Convert the records below into a JSON list of strings, with one string for each line and blank lines omitted. Cover every record, but leave the picture markers out of the list.
☆ ☆ ☆ ☆
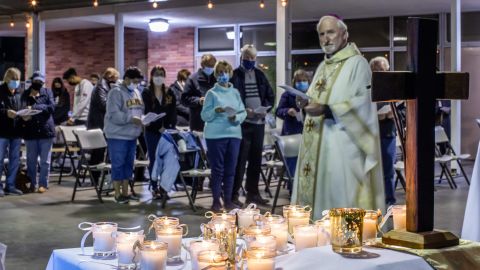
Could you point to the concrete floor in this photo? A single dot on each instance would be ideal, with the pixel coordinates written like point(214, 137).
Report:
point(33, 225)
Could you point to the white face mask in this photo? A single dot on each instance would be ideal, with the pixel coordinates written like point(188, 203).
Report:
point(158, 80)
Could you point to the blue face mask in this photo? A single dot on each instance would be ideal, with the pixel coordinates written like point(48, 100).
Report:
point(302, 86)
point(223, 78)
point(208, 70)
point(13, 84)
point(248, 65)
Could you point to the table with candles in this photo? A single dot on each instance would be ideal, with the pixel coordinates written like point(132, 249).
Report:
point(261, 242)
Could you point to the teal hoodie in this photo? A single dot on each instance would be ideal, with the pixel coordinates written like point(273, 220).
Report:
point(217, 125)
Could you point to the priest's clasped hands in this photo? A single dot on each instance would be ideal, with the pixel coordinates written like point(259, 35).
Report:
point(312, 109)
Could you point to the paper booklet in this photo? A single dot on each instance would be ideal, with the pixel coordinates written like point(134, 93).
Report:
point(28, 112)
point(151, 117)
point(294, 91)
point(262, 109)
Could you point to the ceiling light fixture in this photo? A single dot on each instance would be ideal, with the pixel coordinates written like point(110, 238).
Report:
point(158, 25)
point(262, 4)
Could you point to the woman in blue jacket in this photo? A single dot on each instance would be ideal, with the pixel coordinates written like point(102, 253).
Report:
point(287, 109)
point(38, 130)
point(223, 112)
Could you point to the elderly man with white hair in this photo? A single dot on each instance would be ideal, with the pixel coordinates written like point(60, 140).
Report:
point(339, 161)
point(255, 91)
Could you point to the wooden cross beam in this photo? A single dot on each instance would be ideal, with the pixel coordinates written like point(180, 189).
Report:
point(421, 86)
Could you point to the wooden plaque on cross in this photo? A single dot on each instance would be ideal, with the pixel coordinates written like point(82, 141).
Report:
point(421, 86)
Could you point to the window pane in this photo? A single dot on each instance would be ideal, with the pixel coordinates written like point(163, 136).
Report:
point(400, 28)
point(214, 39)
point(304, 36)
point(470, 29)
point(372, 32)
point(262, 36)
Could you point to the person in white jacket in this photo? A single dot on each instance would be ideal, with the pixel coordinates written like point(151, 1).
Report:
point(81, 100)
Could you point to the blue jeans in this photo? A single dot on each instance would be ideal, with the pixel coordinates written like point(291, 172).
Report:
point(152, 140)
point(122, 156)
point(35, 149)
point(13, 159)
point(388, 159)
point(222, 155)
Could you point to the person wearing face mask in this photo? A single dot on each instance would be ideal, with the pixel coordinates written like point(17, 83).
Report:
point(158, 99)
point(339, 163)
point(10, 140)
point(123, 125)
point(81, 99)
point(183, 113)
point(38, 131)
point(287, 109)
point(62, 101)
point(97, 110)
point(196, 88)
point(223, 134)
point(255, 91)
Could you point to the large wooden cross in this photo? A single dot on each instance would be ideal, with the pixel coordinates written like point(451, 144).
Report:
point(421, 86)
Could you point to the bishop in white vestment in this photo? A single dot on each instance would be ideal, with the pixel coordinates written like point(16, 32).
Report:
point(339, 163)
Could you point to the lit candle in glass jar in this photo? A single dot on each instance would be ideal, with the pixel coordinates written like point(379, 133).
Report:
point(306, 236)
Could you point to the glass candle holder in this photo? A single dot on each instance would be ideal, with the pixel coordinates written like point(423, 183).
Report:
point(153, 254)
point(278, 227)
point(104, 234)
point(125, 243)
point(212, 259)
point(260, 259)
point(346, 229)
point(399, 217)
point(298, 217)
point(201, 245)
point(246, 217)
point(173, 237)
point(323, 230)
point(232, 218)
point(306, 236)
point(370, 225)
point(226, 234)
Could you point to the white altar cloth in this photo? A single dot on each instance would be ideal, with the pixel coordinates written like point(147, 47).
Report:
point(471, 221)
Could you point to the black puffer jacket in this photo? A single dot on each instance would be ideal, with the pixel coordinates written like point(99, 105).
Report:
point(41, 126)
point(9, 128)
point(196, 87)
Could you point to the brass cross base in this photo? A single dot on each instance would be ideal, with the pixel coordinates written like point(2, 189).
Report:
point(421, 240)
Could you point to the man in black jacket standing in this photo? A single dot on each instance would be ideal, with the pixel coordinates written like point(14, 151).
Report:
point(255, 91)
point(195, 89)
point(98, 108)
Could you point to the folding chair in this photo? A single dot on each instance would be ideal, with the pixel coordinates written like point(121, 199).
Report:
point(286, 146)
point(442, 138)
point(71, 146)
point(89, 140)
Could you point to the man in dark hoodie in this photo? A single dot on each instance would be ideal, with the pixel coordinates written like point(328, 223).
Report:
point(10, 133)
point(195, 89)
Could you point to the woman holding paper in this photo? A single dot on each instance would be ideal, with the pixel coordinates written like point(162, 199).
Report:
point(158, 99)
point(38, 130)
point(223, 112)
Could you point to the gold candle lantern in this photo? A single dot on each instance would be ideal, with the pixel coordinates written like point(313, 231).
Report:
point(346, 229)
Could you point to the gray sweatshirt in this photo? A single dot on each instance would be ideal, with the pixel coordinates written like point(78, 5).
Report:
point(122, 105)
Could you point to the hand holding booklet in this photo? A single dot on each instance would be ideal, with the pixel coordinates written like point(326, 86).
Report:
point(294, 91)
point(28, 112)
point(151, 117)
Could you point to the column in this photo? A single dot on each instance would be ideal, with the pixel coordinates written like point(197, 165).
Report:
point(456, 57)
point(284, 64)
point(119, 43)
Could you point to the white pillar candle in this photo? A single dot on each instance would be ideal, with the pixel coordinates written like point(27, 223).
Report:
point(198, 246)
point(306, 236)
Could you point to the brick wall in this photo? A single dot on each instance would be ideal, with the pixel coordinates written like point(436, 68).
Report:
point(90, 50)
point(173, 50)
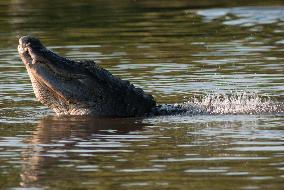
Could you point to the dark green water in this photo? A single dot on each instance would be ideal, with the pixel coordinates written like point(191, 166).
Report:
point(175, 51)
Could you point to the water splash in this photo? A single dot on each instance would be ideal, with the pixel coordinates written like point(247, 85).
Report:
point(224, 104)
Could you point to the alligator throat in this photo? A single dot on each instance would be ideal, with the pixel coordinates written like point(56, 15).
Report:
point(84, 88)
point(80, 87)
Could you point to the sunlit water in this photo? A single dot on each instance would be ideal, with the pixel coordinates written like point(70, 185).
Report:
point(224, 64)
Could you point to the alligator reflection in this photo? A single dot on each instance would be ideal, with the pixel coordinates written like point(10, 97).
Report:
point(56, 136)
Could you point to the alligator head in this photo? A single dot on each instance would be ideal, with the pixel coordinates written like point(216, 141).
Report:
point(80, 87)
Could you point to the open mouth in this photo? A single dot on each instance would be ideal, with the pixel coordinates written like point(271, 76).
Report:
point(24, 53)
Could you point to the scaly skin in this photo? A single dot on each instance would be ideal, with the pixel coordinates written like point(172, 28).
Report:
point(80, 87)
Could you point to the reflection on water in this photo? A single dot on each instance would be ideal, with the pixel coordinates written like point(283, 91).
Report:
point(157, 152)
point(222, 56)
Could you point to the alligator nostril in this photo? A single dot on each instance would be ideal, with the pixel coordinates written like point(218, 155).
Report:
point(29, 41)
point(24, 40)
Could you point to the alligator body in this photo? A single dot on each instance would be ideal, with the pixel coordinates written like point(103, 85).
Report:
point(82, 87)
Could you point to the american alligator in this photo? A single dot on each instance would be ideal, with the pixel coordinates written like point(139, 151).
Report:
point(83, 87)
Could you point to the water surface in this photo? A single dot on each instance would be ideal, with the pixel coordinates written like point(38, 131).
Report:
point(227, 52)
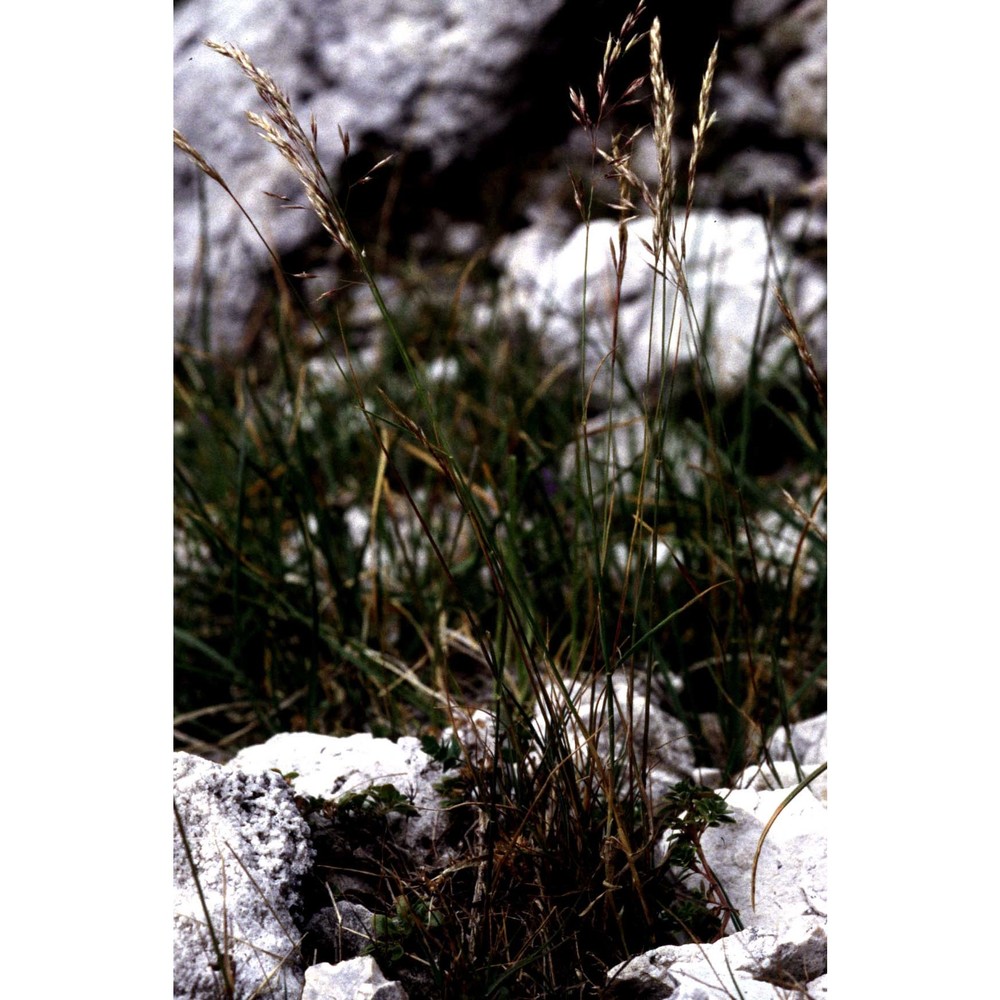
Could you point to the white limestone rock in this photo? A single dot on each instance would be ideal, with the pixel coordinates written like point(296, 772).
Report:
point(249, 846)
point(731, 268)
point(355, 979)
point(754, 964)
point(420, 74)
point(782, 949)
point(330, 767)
☆ ☆ ☆ ☆
== IN RESPONSE ==
[
  "Could you point to the concrete floor in this photo? A single dot on each instance would be ideal, with the pixel coordinates written like point(214, 137).",
  "Report:",
  "point(33, 225)",
  "Could you point to the white face mask in this photo? A single dot on each instance would be ideal, with the pixel coordinates written like point(188, 203).",
  "Report:",
  "point(158, 80)",
  "Could you point to the blue face mask in this photo? A single dot on each instance would be ideal, with the pixel coordinates written like point(48, 100).",
  "Report:",
  "point(302, 86)",
  "point(223, 78)",
  "point(208, 70)",
  "point(13, 84)",
  "point(248, 65)",
  "Could you point to the table with candles in this photo? A single dot on each instance would be ideal, with the pixel coordinates written like point(132, 249).",
  "Report:",
  "point(261, 242)",
  "Could you point to the teal hoodie in this photo? A single dot on each instance would be ideal, with the pixel coordinates written like point(273, 220).",
  "Report:",
  "point(217, 125)",
  "Could you point to the priest's clasped hands in this photo? A single dot on each instance would be ideal, with the pixel coordinates written like point(259, 35).",
  "Report:",
  "point(312, 109)",
  "Could you point to the paper booklet in this photo? A single dot on each instance would be ideal, with the pixel coordinates written like point(134, 93).",
  "Report:",
  "point(28, 112)",
  "point(151, 117)",
  "point(294, 91)",
  "point(262, 109)",
  "Could you point to the ceiling light fixture in this photo? A single dot on each instance would be ideal, with the pixel coordinates written like point(110, 238).",
  "Report:",
  "point(158, 25)",
  "point(262, 4)",
  "Could you point to the woman in blue jacket in this photo? A single dot on each instance would be ideal, with the pixel coordinates written like point(102, 253).",
  "Report:",
  "point(287, 109)",
  "point(38, 130)",
  "point(223, 112)",
  "Could you point to the elderly man with white hair in this photo? A single dot on each instance would be ideal, with the pixel coordinates written like point(60, 140).",
  "Report:",
  "point(339, 161)",
  "point(255, 91)",
  "Could you point to the wooden cross beam in this photo? A single dot on each instance would be ideal, with the pixel coordinates written like point(180, 189).",
  "Report:",
  "point(421, 86)",
  "Could you point to the wooden plaque on cross in this photo? A single dot on each instance would be ideal, with the pixel coordinates written like point(82, 141).",
  "Report:",
  "point(421, 86)",
  "Could you point to the window pane in this photo? A single dot on each instance would be ideal, with the pixel coordinates written like point(163, 136).",
  "Report:",
  "point(400, 28)",
  "point(214, 39)",
  "point(304, 36)",
  "point(470, 29)",
  "point(372, 32)",
  "point(262, 36)",
  "Could you point to the person in white jacket in this photo? A single dot on each instance would be ideal, with the pixel coordinates written like point(151, 1).",
  "Report:",
  "point(81, 100)",
  "Could you point to the blue jeans in this photo? A single dot on each instance would be ideal, with the pixel coordinates written like point(291, 172).",
  "Report:",
  "point(152, 140)",
  "point(122, 156)",
  "point(35, 149)",
  "point(13, 159)",
  "point(388, 159)",
  "point(222, 155)",
  "Could you point to the person wearing face mask in this photo? A single dot on each instance would be ideal, with the pixel coordinates written like point(17, 83).",
  "Report:",
  "point(158, 99)",
  "point(339, 163)",
  "point(10, 140)",
  "point(123, 125)",
  "point(81, 99)",
  "point(183, 113)",
  "point(38, 131)",
  "point(287, 109)",
  "point(62, 101)",
  "point(97, 110)",
  "point(196, 88)",
  "point(223, 134)",
  "point(255, 91)",
  "Could you point to the large wooden cross in this photo? A single dot on each instance would be ideal, with the pixel coordinates written like point(451, 144).",
  "Report:",
  "point(421, 86)",
  "Could you point to the bishop in white vestment in this photo? A single dot on each instance would be ideal, with the pixel coordinates written like point(16, 32).",
  "Report:",
  "point(339, 163)",
  "Could you point to the lit candle in glass jar in this photo? A single dot on each instance would be ideal, with the pixel coordinates written like point(379, 133).",
  "Report:",
  "point(306, 236)",
  "Could you point to the glass candle holder in this photo? A single dot on each instance would be ideal, with the pixel coordinates written like point(423, 183).",
  "Report:",
  "point(153, 254)",
  "point(278, 227)",
  "point(104, 234)",
  "point(125, 243)",
  "point(212, 259)",
  "point(260, 259)",
  "point(346, 229)",
  "point(399, 217)",
  "point(298, 217)",
  "point(201, 245)",
  "point(246, 217)",
  "point(173, 237)",
  "point(323, 230)",
  "point(232, 218)",
  "point(306, 236)",
  "point(370, 225)",
  "point(226, 234)",
  "Could you point to the white altar cloth in this photo? A single dot on each instance would be ideal, with the pixel coordinates written like point(147, 47).",
  "Report:",
  "point(471, 221)",
  "Could you point to the black puffer jacket in this photo? A single dot on each instance would be ideal, with the pixel coordinates written like point(99, 105).",
  "Report:",
  "point(41, 126)",
  "point(9, 128)",
  "point(196, 87)",
  "Could you point to the brass cross base in this photo? A single dot on each instance would be ideal, with the pixel coordinates written like point(2, 189).",
  "Report:",
  "point(421, 240)",
  "Could you point to the man in black jacket standing in this photo? A single dot on each instance would be ideal, with the pixel coordinates written like point(14, 151).",
  "Report:",
  "point(255, 91)",
  "point(195, 89)",
  "point(98, 108)",
  "Could you point to the folding chair in this photo? A single dot on each instance would be ideal, with the pixel coordinates written like point(121, 199).",
  "Report:",
  "point(286, 146)",
  "point(442, 138)",
  "point(71, 146)",
  "point(89, 140)",
  "Could you point to the man in dark hoodie in this photo? A single dot on each instance would be ideal, with the pixel coordinates written like point(328, 223).",
  "Report:",
  "point(10, 133)",
  "point(195, 89)",
  "Could you point to the woman holding paper in this photo? A single dot on each instance would be ideal, with the pixel coordinates written like point(162, 199).",
  "Report:",
  "point(158, 99)",
  "point(38, 130)",
  "point(223, 112)",
  "Could you point to the gold candle lantern in this photo? A single dot on each instance would be ideal, with the pixel coordinates written like point(313, 231).",
  "Report:",
  "point(346, 229)",
  "Could you point to the gray sweatshirt in this photo? A single dot on each instance would be ideal, with the pixel coordinates written like point(78, 5).",
  "Report:",
  "point(122, 105)",
  "Could you point to the hand holding booklet in this photo? A single dot on each instance would be ideal, with the pixel coordinates written like point(326, 86).",
  "Report:",
  "point(294, 91)",
  "point(28, 112)",
  "point(151, 117)",
  "Could you point to the column in this photo? A single dot on each instance would be ideal, with the pixel coordinates written like point(197, 165).",
  "Report:",
  "point(456, 57)",
  "point(284, 64)",
  "point(119, 43)",
  "Could you point to the white pillar candle in this photo? A single dot on each instance would be ideal, with the pixel coordinates written like point(27, 223).",
  "Report:",
  "point(198, 246)",
  "point(306, 236)",
  "Could you point to the brick wall in this photo? A single dot on each instance would be ideal, with the pixel coordinates written like point(436, 68).",
  "Report:",
  "point(90, 50)",
  "point(173, 50)",
  "Could you point to the dark green water in this photo? A single dot on each instance would be ideal, with the pixel coordinates written like point(191, 166).",
  "Report:",
  "point(175, 51)",
  "Could you point to the water splash in this photo? A single dot on each instance would be ideal, with the pixel coordinates written like point(247, 85).",
  "Report:",
  "point(224, 104)",
  "Could you point to the alligator throat in this photo? A single dot on each instance would be ideal, with the pixel coordinates written like point(56, 15).",
  "Report:",
  "point(84, 88)",
  "point(80, 87)",
  "Could you point to the sunlit water in this photo? A single dot on each instance would be ideal, with the pixel coordinates written like point(70, 185).",
  "Report:",
  "point(224, 64)",
  "Could you point to the alligator reflection in this photo? A single dot on each instance would be ideal, with the pixel coordinates written like point(10, 97).",
  "Report:",
  "point(56, 136)",
  "Could you point to the alligator head in this photo? A single dot on each instance would be ideal, with the pixel coordinates written like point(216, 141).",
  "Report:",
  "point(80, 87)",
  "Could you point to the open mouth in this photo? A single dot on each instance would be ideal, with the pixel coordinates written like point(271, 76).",
  "Report:",
  "point(24, 53)",
  "Could you point to the scaly skin in this photo? A single dot on each instance would be ideal, with the pixel coordinates written like point(172, 28).",
  "Report:",
  "point(80, 87)",
  "Could you point to the reflection on water in this photo? A single dot on each instance would be ideal, with the pixel coordinates written like point(283, 91).",
  "Report:",
  "point(157, 152)",
  "point(222, 56)",
  "Could you point to the alligator nostril in this photo? A single dot on each instance would be ideal, with the pixel coordinates written like point(218, 155).",
  "Report:",
  "point(29, 41)",
  "point(24, 40)",
  "Could you point to the alligator body in this photo? A single dot on each instance would be ideal, with the pixel coordinates written like point(103, 85).",
  "Report:",
  "point(82, 87)",
  "Could you point to the american alligator in this photo? A single dot on each instance would be ideal, with the pixel coordinates written like point(139, 151).",
  "Report:",
  "point(83, 87)",
  "Could you point to the water surface in this photo? A single dot on each instance would be ideal, with the pixel coordinates written like point(38, 131).",
  "Report:",
  "point(227, 52)",
  "Could you point to the white limestone rock in this photo? A single dot on each instance would be ideal, with the pixel coordinates written like point(296, 772).",
  "Report:",
  "point(249, 846)",
  "point(731, 268)",
  "point(355, 979)",
  "point(754, 964)",
  "point(420, 74)",
  "point(782, 949)",
  "point(330, 767)"
]